Records of labeled points:
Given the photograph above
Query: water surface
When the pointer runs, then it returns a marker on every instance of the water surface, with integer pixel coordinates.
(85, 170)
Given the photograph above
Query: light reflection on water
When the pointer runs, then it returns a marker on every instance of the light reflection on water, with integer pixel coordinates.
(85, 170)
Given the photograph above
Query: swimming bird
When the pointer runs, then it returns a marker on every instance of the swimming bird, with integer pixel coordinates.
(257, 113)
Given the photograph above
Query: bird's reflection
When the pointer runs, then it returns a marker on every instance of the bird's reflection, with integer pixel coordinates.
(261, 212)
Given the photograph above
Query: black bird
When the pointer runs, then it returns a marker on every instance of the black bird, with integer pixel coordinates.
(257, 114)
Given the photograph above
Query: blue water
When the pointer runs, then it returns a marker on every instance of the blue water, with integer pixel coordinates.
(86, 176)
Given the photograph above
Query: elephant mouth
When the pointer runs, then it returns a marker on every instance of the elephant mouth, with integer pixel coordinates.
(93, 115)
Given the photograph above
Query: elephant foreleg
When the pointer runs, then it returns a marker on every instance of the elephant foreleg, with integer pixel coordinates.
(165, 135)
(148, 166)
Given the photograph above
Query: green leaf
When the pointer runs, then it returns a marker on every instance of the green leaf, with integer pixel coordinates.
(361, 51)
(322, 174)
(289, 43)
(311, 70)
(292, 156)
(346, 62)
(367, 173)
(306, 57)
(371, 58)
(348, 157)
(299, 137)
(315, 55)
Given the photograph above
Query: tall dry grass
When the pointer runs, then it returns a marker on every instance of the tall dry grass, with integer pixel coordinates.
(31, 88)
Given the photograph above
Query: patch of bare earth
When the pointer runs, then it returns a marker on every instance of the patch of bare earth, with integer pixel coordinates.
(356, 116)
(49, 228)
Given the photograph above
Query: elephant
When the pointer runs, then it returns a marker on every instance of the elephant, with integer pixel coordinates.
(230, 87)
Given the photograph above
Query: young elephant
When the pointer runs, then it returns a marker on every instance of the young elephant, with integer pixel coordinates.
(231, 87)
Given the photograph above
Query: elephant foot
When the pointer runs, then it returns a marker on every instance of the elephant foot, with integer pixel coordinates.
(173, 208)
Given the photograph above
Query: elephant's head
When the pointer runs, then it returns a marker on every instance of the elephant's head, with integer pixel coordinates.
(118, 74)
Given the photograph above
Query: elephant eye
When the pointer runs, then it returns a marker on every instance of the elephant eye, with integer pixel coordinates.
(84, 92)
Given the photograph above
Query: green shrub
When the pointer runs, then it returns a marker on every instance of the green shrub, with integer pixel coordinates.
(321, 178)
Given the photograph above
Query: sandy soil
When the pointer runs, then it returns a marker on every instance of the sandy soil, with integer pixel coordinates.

#### [What you will do]
Return the whole listing exactly.

#### [Written answer]
Given the photograph above
Query: water surface
When the pointer runs, then it returns a marker on every instance of the water surface, with integer pixel coordinates.
(85, 170)
Given the photograph above
Query: light reflection on water
When the pointer runs, then it returns a marker on every instance of the light reflection on water, with integer pixel coordinates.
(85, 170)
Given the photograph above
Query: swimming bird
When the pointer runs, then it returns a marker on every instance of the swimming bird, with integer pixel coordinates.
(257, 113)
Given the photograph above
Query: bird's reflection
When the pointer runs, then it returns a marker on every instance of the bird's reflection, with integer pixel coordinates.
(261, 212)
Given the photograph above
Query: black bird
When the pointer runs, then it returns a marker on every instance of the black bird, with integer pixel coordinates.
(257, 114)
Given the photograph above
Query: blue water
When the pointer runs, then it returns a marker on every instance of the blue water, with integer pixel coordinates.
(86, 176)
Given the photograph above
Query: elephant mouth
When the pointer runs, then it returns a marker on every instance of the elephant mouth, with integer pixel coordinates.
(93, 115)
Given the photograph above
Query: elephant foreleg
When the pointer runs, then it returns a marker on every instance of the elephant foreleg, with integer pixel coordinates.
(165, 135)
(148, 166)
Given the photograph above
Query: green leaf
When the pointer runs, then it returns a marker on every instance of the green leaf, with integer pixel coordinates.
(361, 51)
(322, 174)
(289, 43)
(311, 70)
(292, 156)
(346, 62)
(367, 173)
(306, 57)
(371, 58)
(348, 157)
(299, 137)
(315, 55)
Given the photograph above
Query: tall dry grass
When the pointer runs, then it returns a marker on every instance of the tall dry grass, with integer pixel coordinates.
(31, 88)
Given the photograph above
Query: patch of bare earth
When the pointer runs, then it returns a marker on every instance of the patch of bare earth, with integer pixel coordinates.
(356, 116)
(49, 228)
Given the photograph above
Query: elephant
When the pointer runs, then it returns a marker on every instance of the elephant, with integer pixel coordinates.
(230, 87)
Given the photograph above
Query: young elephant
When the pointer runs, then it returns a marker on every instance of the young elephant, with integer pixel coordinates.
(231, 87)
Given the photograph above
Query: elephant foot
When the pointer runs, then it returns a marker on every instance of the elephant foot, with integer pixel coordinates.
(173, 208)
Given the photograph above
Query: elephant's head
When the pointer runs, then it returns a marker on every instance of the elephant's head, with integer pixel coordinates.
(118, 74)
Given the photograph above
Query: elephant eye
When the pointer runs, then it returns a marker on every instance of the elephant eye, with integer pixel coordinates.
(84, 92)
Given the photograph above
Query: green shrub
When the pointer runs, then it returns a marker on every instance of the green shrub, with integer pixel coordinates.
(321, 178)
Given the photograph above
Query: sandy soil
When the pointer runs, then it returns a marker on every instance of the sandy soil, with integer pixel coordinates.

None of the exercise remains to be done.